▸ WRITTEN PROBLEM 1: Please rewrite the stretch from the row containing "Every instance of the snow bank" through the end of the rows, putting "snowdrift" wherever "snow bank" appears and leaving everything else as it is.

▸ SOURCE EXTRACT:
— START —
Tinder

Tinder

In-House

Phoenix

Overview

Running controlled experiments on a two-sided marketplace where one user's treatment directly affects another user's outcomes is a genuinely hard problem. On Tinder, showing User A a different set of recommended profiles changes not just A's behavior but the incoming attention, match rates, and experience of everyone A interacts with. Standard user-level randomization breaks down when treatment and control groups are connected through the matching graph. Phoenix, Tinder's internal experimentation platform, was built to handle this class of problem alongside the more conventional product tests that any mobile-first consumer app needs to run at volume.

The platform was developed by Tinder's Quantitative Tools team with a specific mandate: make it fast and easy to set up, manage, and conclude controlled experiments. Andrew Han, Senior PM of Experimentation, has presented Phoenix's scope in webinar formats pitched at product managers—a telling audience choice that reflects the platform's design philosophy. Phoenix covers three phases of the experiment lifecycle—ideation and design, configuration and management, and analysis and conclusion—decomposed internally into four components: Ground Control (lifecycle management from creation through rollout and termination), Assignment, the Levers System (remote configuration), and the Metrics System (analysis). These were documented in a three-part Medium series authored by Kenneth Yeh, Jinqiang Han, Juzheng Li, Connor Wybranowski, Siggi Jonsson, Keith McKnight, Uday Babbar, Limin Yao, Fan Jiang, and staff data scientist Lucile Lu. At peak periods the platform supports roughly 400 concurrent experiments, with usage doubling annually—a trajectory that reflects experimentation expanding from a specialist practice into routine product development across teams. In a separate GrowthHackers AMA, Han described the platform computing approximately 100 metrics per experiment and identified the importance of anchoring experiments to north star metrics rather than allowing teams to optimize for arbitrary intermediates.
— END —
▸ RECORDS PROVIDED:
— START —
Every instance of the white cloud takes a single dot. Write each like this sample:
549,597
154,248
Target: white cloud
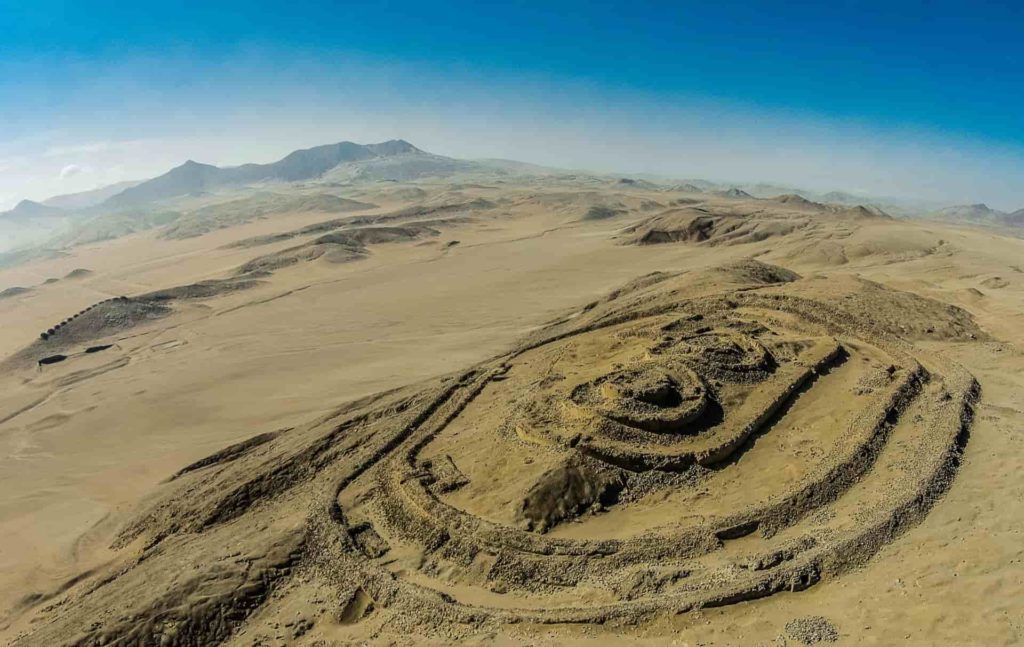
70,171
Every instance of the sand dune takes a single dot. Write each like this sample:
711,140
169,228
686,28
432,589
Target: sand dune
611,412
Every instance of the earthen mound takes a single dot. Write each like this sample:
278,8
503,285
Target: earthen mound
662,451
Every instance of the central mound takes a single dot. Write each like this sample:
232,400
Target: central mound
603,471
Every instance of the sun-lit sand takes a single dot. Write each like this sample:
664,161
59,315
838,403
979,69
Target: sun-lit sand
464,411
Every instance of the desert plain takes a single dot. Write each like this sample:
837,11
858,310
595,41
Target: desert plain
426,403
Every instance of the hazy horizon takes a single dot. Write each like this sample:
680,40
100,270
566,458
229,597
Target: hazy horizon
101,96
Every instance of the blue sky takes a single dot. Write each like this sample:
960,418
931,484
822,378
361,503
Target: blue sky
903,98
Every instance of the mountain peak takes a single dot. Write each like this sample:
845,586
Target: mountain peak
31,209
195,177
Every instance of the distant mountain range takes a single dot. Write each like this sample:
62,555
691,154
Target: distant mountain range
395,160
84,200
980,214
194,178
29,210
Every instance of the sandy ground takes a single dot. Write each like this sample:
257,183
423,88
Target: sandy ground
81,443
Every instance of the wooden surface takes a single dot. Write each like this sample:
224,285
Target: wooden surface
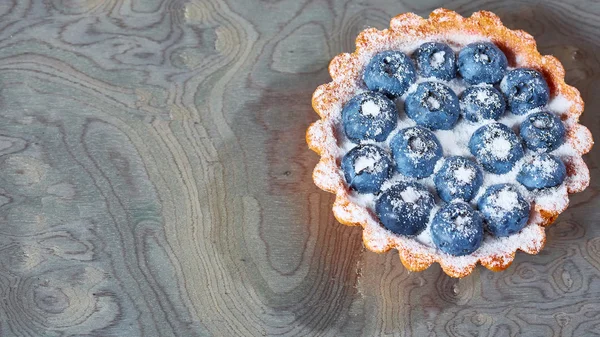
154,179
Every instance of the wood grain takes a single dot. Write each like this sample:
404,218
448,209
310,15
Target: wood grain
154,179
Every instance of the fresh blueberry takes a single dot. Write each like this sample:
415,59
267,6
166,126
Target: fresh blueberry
457,229
542,171
481,103
482,62
390,72
366,168
504,209
433,105
496,147
369,116
436,60
404,208
525,89
415,151
542,131
458,178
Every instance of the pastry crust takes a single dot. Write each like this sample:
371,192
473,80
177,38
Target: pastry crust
406,29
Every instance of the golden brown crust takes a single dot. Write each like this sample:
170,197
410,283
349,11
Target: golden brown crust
520,49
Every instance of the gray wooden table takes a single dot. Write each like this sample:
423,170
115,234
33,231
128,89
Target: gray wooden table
154,179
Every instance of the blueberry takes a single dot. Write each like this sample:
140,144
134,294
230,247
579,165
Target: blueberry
457,229
436,60
496,147
369,116
458,178
390,72
482,62
542,171
404,208
415,151
433,105
504,209
525,89
481,103
542,132
366,168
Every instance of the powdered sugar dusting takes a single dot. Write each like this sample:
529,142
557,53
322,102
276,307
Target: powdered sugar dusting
464,175
410,194
506,200
500,148
437,59
370,108
529,239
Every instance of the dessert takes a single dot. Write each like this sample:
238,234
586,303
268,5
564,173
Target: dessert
449,139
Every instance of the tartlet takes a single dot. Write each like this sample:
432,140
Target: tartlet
406,32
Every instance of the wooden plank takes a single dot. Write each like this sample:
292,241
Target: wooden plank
154,179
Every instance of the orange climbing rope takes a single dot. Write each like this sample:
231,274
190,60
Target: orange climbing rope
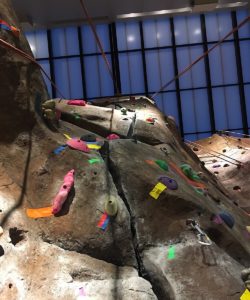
29,58
99,44
201,57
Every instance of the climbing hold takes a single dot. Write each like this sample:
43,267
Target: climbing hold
50,104
60,149
157,190
217,220
237,188
94,160
111,206
112,136
171,252
168,182
245,295
150,121
216,166
77,102
103,223
49,110
227,218
94,146
189,172
62,195
124,111
6,26
67,136
36,213
200,191
162,164
78,145
88,137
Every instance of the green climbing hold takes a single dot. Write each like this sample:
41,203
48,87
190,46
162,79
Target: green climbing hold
162,164
111,206
189,172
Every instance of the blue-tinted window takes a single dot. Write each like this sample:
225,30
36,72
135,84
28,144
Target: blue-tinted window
131,71
128,36
160,69
247,95
196,77
223,65
65,41
187,30
218,25
245,59
46,67
38,43
68,77
244,31
88,40
157,33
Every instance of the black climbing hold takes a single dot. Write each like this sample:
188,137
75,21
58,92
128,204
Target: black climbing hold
227,218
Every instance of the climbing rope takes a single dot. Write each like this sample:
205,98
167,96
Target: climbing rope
219,154
99,44
201,57
31,59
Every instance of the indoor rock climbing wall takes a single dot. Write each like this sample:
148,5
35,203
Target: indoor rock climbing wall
104,200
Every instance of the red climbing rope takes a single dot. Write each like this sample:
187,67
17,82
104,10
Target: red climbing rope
31,59
99,44
201,57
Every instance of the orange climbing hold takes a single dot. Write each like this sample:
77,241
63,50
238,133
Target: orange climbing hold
39,212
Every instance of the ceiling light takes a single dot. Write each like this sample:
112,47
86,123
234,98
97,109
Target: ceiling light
229,5
155,13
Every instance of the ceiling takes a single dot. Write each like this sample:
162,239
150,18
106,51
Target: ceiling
50,13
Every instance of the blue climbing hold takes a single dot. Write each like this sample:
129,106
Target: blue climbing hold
169,182
227,218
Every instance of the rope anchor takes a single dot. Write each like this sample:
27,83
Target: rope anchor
203,238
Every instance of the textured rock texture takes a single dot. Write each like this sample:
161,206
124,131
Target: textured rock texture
53,257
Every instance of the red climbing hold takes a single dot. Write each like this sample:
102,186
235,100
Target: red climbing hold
77,144
77,102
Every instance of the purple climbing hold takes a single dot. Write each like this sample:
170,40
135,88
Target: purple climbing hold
169,182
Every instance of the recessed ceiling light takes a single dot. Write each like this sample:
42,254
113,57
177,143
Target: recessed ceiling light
155,13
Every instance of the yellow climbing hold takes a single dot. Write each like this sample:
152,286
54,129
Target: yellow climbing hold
246,295
157,190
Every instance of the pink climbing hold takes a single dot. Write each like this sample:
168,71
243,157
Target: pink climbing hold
78,144
62,195
113,136
77,102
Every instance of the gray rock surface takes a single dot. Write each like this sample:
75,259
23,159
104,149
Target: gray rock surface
69,246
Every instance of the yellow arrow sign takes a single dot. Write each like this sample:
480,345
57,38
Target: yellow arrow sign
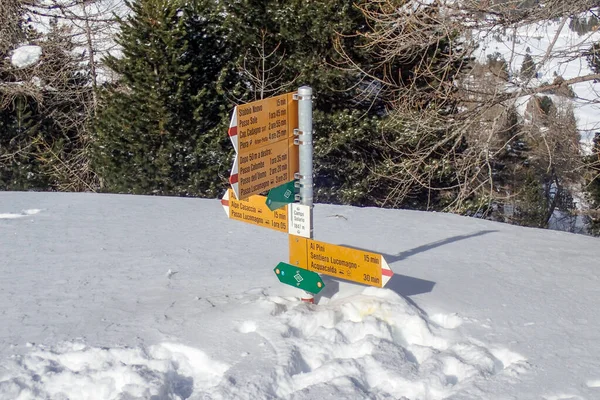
266,121
255,211
339,261
262,133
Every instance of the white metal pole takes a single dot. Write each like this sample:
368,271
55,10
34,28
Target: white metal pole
305,154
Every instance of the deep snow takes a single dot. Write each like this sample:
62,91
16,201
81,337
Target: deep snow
126,297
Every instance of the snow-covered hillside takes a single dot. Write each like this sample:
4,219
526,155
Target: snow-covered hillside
133,297
557,52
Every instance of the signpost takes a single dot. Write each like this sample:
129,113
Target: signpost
273,141
299,277
255,211
339,261
262,133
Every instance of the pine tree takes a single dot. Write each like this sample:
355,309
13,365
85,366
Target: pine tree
160,128
43,118
301,38
593,188
528,67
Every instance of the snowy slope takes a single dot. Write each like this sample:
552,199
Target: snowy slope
556,50
133,297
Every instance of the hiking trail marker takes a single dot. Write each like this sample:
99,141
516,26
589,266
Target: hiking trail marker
299,278
262,133
281,195
338,261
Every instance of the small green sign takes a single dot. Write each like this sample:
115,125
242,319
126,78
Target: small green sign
281,195
299,277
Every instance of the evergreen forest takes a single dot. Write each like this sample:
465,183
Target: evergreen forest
136,97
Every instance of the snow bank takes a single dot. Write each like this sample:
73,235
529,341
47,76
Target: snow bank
73,370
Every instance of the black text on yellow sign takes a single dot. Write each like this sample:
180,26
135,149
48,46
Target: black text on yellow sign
341,262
— END —
▸ WRITTEN PROBLEM 2: Reproduce the stretch of the Phoenix overview from "Running controlled experiments" through "run at volume." word for word.

▸ CORRECT RESPONSE 1:
Every instance of the snowdrift takes a single dot. Write each like this sample:
73,235
529,341
47,76
Target: snowdrift
73,370
Every instance of the black text on yellow sign takes a single dot. Write each like this sample:
180,26
135,149
48,46
Target: black text on yellow sign
341,262

▸ CORRECT RESPONSE 2:
Running controlled experiments on a two-sided marketplace where one user's treatment directly affects another user's outcomes is a genuinely hard problem. On Tinder, showing User A a different set of recommended profiles changes not just A's behavior but the incoming attention, match rates, and experience of everyone A interacts with. Standard user-level randomization breaks down when treatment and control groups are connected through the matching graph. Phoenix, Tinder's internal experimentation platform, was built to handle this class of problem alongside the more conventional product tests that any mobile-first consumer app needs to run at volume.